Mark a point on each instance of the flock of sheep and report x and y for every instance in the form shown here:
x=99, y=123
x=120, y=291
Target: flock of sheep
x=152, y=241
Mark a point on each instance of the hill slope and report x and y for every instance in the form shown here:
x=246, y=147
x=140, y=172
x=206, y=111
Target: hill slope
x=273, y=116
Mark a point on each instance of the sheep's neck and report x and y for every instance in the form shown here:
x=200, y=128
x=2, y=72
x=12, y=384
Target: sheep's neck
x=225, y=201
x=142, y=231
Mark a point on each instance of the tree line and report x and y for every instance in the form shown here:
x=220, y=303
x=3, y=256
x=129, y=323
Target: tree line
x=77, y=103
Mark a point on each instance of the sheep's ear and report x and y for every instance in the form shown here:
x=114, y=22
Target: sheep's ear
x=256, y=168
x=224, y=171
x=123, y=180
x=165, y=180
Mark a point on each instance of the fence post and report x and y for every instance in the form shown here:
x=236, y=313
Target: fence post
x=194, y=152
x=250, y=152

--

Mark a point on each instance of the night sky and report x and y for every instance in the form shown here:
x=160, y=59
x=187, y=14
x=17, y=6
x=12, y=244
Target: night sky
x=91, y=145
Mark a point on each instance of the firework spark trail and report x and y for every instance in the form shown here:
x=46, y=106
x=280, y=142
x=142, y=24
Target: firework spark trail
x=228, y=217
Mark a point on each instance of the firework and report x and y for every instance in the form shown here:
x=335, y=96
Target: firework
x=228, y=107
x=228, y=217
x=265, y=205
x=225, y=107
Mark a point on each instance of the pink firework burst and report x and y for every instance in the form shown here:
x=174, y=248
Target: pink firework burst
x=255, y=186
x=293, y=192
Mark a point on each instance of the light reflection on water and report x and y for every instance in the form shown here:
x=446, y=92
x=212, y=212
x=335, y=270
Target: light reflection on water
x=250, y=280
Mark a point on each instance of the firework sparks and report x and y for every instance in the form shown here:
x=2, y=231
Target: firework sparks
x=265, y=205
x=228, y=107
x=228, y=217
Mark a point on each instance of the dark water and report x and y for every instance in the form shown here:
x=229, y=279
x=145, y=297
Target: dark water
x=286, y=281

...

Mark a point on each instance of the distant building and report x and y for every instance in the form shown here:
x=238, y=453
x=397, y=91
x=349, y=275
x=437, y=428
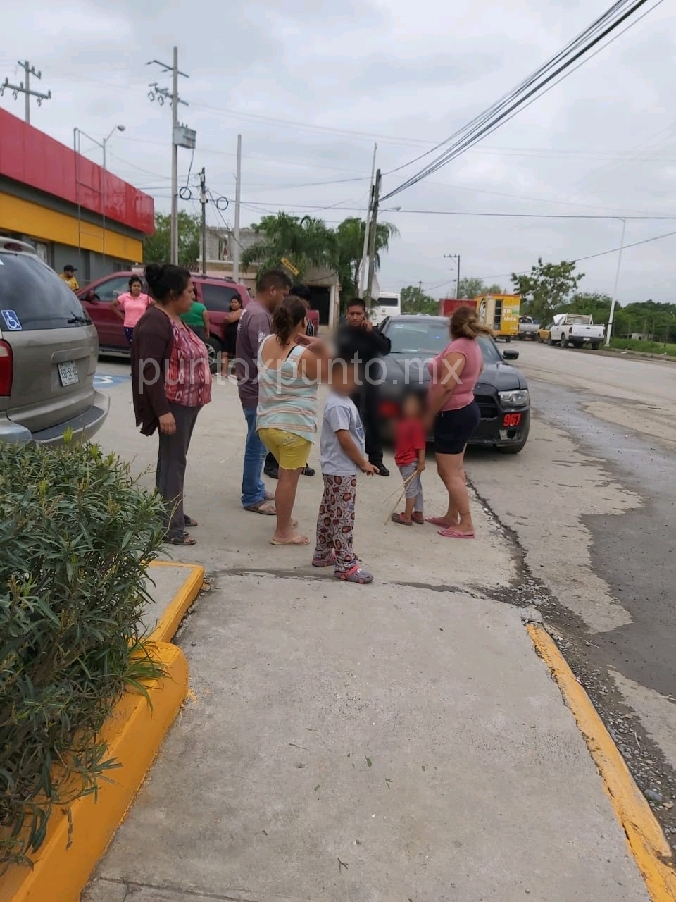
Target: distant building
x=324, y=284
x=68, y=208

Goal of the exercise
Transcribe the lines above between the line holding "x=160, y=59" and the line holding "x=174, y=248", inclusive, exactly as they stand and with nothing added.

Response for this exercise
x=160, y=59
x=187, y=14
x=17, y=6
x=12, y=244
Target: night sky
x=91, y=145
Mark a point on each instance of the firework spark trail and report x and y for every instance in the form shown here:
x=46, y=106
x=280, y=142
x=142, y=24
Target: firework spark trail
x=228, y=217
Mark a point on each instance of the firework and report x and y for every instance in the form shown here:
x=335, y=96
Target: firework
x=228, y=107
x=228, y=217
x=265, y=205
x=225, y=107
Mark a point on each instance of the pink firework burst and report x and y for every instance in the form shown here:
x=174, y=248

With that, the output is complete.